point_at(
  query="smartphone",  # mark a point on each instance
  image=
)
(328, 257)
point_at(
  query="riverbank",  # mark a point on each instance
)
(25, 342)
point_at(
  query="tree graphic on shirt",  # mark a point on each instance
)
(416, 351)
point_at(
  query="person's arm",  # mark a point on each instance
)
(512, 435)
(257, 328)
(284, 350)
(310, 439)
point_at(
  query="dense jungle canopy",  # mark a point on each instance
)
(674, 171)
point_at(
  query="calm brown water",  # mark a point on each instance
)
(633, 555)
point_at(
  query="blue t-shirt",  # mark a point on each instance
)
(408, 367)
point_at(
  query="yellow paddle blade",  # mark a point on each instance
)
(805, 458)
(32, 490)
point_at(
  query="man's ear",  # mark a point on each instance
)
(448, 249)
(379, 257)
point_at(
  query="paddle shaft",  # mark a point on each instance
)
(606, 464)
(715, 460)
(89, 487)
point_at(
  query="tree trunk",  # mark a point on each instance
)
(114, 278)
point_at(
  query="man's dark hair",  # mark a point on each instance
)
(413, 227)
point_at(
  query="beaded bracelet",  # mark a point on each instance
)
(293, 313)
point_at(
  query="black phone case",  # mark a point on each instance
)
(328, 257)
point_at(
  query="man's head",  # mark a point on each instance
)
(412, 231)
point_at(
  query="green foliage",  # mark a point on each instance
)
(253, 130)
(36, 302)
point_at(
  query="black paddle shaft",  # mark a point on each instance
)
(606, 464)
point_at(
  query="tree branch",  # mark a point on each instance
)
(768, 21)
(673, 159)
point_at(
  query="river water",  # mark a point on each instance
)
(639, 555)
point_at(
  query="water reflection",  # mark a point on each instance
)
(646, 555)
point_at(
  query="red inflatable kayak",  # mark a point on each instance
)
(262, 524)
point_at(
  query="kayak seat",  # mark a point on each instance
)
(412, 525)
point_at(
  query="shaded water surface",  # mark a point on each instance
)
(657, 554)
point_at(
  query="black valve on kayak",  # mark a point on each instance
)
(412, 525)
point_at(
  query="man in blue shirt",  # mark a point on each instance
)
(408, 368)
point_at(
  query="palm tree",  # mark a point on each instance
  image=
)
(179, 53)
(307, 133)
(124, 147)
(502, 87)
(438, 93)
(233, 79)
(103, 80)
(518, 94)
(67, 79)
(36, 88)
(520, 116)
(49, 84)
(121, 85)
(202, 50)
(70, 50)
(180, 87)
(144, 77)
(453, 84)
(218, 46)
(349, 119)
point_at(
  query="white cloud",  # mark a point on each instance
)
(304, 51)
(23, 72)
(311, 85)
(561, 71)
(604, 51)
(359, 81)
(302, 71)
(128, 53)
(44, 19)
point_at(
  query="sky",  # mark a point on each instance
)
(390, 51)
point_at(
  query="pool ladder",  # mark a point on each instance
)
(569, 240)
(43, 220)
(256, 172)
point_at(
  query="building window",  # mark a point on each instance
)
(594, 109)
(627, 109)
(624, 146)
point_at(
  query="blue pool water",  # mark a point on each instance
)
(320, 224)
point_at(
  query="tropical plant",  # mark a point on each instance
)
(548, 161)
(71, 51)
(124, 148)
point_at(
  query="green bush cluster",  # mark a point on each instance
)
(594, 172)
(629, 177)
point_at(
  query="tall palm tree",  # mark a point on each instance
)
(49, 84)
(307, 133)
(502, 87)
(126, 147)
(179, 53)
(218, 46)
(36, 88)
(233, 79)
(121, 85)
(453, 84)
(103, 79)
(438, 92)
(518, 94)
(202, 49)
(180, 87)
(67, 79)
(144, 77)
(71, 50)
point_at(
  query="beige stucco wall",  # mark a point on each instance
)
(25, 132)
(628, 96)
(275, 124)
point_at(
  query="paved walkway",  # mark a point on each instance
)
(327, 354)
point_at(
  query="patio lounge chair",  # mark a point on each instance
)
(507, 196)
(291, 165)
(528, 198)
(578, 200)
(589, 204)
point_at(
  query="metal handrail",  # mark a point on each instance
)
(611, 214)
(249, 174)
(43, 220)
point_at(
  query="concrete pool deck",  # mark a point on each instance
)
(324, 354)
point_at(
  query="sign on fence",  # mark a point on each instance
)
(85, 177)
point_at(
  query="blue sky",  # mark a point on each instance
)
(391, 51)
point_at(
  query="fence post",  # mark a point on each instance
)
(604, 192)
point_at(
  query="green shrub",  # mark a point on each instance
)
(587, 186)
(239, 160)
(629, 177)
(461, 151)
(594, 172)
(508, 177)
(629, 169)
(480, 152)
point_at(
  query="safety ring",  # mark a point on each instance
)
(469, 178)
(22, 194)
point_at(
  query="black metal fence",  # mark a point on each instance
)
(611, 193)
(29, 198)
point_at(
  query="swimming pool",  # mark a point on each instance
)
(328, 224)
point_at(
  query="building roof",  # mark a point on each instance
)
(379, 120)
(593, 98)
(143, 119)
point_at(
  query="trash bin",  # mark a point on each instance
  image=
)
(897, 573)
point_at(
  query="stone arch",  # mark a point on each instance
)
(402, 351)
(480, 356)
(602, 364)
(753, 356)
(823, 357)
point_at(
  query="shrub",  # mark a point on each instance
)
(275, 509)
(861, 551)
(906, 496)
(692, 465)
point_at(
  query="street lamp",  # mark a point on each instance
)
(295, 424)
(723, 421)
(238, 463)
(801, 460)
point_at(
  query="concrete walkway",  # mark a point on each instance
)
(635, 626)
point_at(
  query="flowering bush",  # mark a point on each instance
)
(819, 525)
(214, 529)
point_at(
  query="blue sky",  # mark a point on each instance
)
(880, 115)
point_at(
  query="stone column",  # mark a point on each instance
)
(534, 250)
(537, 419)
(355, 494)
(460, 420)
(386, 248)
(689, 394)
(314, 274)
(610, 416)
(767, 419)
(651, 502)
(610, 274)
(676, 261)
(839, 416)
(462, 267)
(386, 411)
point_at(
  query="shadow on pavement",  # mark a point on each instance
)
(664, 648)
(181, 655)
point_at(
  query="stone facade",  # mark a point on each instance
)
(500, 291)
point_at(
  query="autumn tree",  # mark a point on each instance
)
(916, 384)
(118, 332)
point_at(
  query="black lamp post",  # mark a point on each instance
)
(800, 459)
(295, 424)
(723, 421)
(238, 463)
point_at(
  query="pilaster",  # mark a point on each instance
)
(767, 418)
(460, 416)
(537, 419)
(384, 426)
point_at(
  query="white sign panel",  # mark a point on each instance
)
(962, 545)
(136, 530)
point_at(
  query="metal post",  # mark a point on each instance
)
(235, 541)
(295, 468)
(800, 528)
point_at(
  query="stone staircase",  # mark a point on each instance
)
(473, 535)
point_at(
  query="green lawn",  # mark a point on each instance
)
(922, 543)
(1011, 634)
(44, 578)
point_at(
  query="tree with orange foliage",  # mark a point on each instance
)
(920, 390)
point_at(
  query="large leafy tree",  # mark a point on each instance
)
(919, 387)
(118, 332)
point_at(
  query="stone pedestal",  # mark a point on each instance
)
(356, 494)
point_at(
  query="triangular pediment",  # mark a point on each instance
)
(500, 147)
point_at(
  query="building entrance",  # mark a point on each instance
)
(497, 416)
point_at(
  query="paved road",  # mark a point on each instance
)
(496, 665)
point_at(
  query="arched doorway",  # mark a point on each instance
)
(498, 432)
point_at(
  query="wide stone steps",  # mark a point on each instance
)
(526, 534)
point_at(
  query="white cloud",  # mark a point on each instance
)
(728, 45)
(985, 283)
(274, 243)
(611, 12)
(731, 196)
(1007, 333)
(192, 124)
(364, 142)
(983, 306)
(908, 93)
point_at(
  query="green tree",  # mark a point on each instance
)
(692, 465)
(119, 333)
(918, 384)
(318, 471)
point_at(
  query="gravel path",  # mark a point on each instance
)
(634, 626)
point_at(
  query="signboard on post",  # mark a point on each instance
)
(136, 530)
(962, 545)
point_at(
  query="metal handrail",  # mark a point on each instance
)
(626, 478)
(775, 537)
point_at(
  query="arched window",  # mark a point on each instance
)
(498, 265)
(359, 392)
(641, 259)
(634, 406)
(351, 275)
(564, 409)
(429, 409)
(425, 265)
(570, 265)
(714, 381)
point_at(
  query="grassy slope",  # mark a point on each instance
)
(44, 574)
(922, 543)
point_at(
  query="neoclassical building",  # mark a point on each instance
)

> Brief:
Locate every line in the records that contains the string "pool", and please copy each of those lines.

> Task answer:
  query="pool ladder",  # mark a point on each instance
  query="blue pool water",  # mark a point on each instance
  query="concrete pool deck",  # mark a point on each instance
  query="swimming pool",  # mark a point on each instance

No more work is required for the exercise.